• [Material for this exercise]
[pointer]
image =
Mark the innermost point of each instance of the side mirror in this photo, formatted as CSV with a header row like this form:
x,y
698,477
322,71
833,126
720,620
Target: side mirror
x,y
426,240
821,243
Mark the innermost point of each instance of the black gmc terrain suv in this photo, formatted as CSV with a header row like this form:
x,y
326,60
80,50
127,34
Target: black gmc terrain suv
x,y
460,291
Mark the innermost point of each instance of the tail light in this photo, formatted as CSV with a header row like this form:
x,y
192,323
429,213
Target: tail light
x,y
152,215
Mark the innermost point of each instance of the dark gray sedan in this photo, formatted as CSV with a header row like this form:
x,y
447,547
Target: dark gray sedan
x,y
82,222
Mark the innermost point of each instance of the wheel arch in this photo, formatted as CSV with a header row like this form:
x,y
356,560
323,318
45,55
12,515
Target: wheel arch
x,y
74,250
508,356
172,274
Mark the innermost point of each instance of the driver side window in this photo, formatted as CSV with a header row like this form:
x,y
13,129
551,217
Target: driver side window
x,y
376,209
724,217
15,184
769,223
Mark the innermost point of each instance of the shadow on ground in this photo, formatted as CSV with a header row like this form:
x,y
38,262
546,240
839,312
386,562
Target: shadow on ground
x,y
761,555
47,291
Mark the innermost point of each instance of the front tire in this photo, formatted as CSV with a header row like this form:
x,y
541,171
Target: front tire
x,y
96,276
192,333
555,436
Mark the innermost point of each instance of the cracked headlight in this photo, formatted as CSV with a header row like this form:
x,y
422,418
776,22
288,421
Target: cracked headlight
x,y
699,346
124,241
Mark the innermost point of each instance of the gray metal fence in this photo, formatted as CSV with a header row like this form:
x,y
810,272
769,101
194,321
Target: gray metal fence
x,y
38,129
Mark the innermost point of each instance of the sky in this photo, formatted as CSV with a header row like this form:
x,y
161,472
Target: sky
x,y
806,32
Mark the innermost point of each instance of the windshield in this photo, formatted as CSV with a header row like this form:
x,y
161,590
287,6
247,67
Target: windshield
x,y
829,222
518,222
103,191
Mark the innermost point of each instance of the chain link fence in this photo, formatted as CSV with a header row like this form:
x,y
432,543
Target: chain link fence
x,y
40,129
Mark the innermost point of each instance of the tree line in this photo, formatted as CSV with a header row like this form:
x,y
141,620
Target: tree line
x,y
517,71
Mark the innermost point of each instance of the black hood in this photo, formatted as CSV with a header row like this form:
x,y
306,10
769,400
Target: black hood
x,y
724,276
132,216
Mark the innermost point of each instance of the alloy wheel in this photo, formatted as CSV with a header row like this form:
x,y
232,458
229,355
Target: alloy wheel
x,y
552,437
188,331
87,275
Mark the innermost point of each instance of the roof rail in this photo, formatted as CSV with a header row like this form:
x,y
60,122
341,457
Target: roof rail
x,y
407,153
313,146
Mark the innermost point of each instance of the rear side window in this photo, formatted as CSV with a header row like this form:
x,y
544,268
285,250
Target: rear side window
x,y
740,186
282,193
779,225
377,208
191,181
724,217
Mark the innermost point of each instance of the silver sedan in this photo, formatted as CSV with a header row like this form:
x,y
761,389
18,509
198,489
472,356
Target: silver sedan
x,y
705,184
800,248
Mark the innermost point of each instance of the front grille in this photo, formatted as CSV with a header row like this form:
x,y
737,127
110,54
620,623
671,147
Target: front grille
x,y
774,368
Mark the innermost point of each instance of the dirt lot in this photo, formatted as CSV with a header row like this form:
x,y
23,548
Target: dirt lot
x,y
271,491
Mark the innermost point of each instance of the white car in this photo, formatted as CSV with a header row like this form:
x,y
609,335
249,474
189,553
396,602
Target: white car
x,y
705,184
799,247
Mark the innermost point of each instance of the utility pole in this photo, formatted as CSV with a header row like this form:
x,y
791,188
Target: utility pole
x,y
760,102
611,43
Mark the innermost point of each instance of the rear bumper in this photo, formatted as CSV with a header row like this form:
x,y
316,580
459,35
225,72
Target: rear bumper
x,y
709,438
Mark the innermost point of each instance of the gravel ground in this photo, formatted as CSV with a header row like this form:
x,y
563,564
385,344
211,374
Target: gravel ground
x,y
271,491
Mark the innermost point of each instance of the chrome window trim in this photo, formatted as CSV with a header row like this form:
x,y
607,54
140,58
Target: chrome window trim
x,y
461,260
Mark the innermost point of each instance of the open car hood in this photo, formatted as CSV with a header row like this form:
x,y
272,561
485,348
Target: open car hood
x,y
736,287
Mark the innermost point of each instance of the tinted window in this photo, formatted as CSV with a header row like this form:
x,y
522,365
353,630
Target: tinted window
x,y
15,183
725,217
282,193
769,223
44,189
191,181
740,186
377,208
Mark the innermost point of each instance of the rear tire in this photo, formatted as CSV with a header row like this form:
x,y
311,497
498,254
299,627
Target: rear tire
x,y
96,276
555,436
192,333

• [Exercise goal] Each line of the listing should be reproduced without any alteration.

• [Final answer]
[pointer]
image =
Mark the innermost point of each instance of the side mirror in this photo, formatted as CSV with a header row like this form:
x,y
698,477
322,71
833,126
720,620
Target: side mirror
x,y
426,240
821,243
Mark the innermost point of each instance of the black gmc terrain suv in this photo, formatted as CSV with a header row like this form:
x,y
326,60
80,50
127,34
Target: black gmc terrain suv
x,y
460,291
Mark the innermost point of each instance of the tail light in this photo, formatted as CSV with a header row like this form:
x,y
192,323
429,213
Target: tail light
x,y
152,215
Mark the innermost point of each instance of the dark gray sedan in this photo, formatted as CSV with a header row like this form:
x,y
447,547
Target: dark gray sedan
x,y
82,222
Mark the innermost point of each instance of the wheel arch in this photo, formatted as CSV with a header row like this form:
x,y
356,560
323,318
45,55
12,515
Target: wheel arch
x,y
74,250
508,356
172,274
Mark the innermost point of each instance of the driver side window in this photo, formatted as CSV with a header row like this form:
x,y
13,129
551,217
Target: driver side window
x,y
376,209
724,217
15,184
769,223
Mark the innermost point of each instance of the shadow on ground in this photo, formatted as CSV with a header row like this form:
x,y
38,262
546,240
839,312
386,562
Target: shadow on ground
x,y
761,555
47,291
Mark the innermost point of each instance of the front tire in this photo, formatted as CSV with a header row like this form:
x,y
541,171
Target: front tire
x,y
96,276
192,333
555,436
Mark the innermost point of each instance of the cracked headlight in this photo, formatted as CSV with a header row like this form:
x,y
422,418
776,22
288,421
Target: cracked headlight
x,y
699,346
124,241
Mark the innermost point of each instance of the gray metal fence in this photo, formatted as CSV with a header row like this form:
x,y
810,272
769,101
194,321
Target: gray metal fence
x,y
38,129
Mark the innermost point of each instance of the sky in this photo, formatted as CSV with a header row like this form:
x,y
161,472
Target: sky
x,y
806,32
Mark the innermost point of each instance of the windshield in this photo, formatted as CSV with a header row like this form:
x,y
161,590
287,6
247,67
Target: windshield
x,y
829,222
518,222
103,191
Mark the innermost point of each instance of the chain link fence in this photo, formatted as CSV with a header row like this form:
x,y
432,543
Target: chain link fence
x,y
40,129
Mark the innermost point of each instance of the tree line in this photo, formatted as CSV with a header row like this form:
x,y
141,620
Target: tree line
x,y
517,71
Mark the innermost point of each instance of the black hood in this photo, formatted as CSV with a header row like this form:
x,y
306,10
769,400
Target: black hood
x,y
724,276
132,216
Mark the innermost point of each instance of the alloy wheel in this photo, formatted as CSV with a header row like this form:
x,y
232,458
229,355
Target: alloy wheel
x,y
552,437
188,331
87,275
Mark the innermost point of each instance of the roof rail in this photo, formatted as CSV with a header row like this form:
x,y
60,122
341,457
Target: roof rail
x,y
407,153
313,146
Mark the innermost point of each instance of the rear side window in this photo, formatted as CSV with a header row like this form:
x,y
544,268
285,250
Target: rear side window
x,y
740,186
282,193
779,225
377,208
191,181
724,217
Mark the innermost point of each instance of the silver sedan in this photo, formatted as CSV with a header row like this form:
x,y
761,389
18,509
198,489
472,356
Target: silver sedan
x,y
705,184
800,248
Mark the innermost point of each instance of the front grille in this photo, formatted as CSV with a header row like this form:
x,y
737,127
110,54
620,623
671,147
Target: front grille
x,y
774,368
Mark the innermost point of each instance of the dirt lot in this photo, formatted as CSV with a header row like this form:
x,y
23,548
Target: dirt lot
x,y
271,491
Mark the innermost point of each instance of the white car in this photo, formatted as CSV with a header row like this form:
x,y
609,335
249,474
189,553
396,602
Target: white car
x,y
705,184
799,247
Mark the innermost point of each instance of the utility pole in this photo, formatted as CSV with a header row like this form:
x,y
791,188
Target: utility pole
x,y
760,102
611,43
Mark the innermost point of each instance of the rear bumper in this photo, formatted as CSV with a header row like this form:
x,y
316,580
459,35
225,72
Target: rear bumper
x,y
709,438
Mark the innermost point of each instance of the gravel ground in this photo, formatted as CSV with a header row like this form:
x,y
563,564
385,344
211,374
Target: gravel ground
x,y
271,491
Mark the innermost point of each instance of the chrome window trim in this photo, formatted as CSV with a header row like this form:
x,y
607,54
140,58
Target: chrome window trim
x,y
461,260
Mark the innermost point of each instance of the open car hood in this photo, formatted as CSV with a header row like this form:
x,y
272,561
485,348
Target: open car hood
x,y
736,287
Mark the innermost point of each instance of the tinted window in this photo, formatted as CSV with a header row like this form:
x,y
522,365
353,630
Target: tinted window
x,y
15,183
725,217
282,193
769,223
44,189
191,181
740,186
377,208
Mark the innermost point of each instance of the rear tire in this photo, formatted as CSV with a header row like this form:
x,y
311,497
498,254
299,627
Target: rear tire
x,y
96,276
555,436
192,333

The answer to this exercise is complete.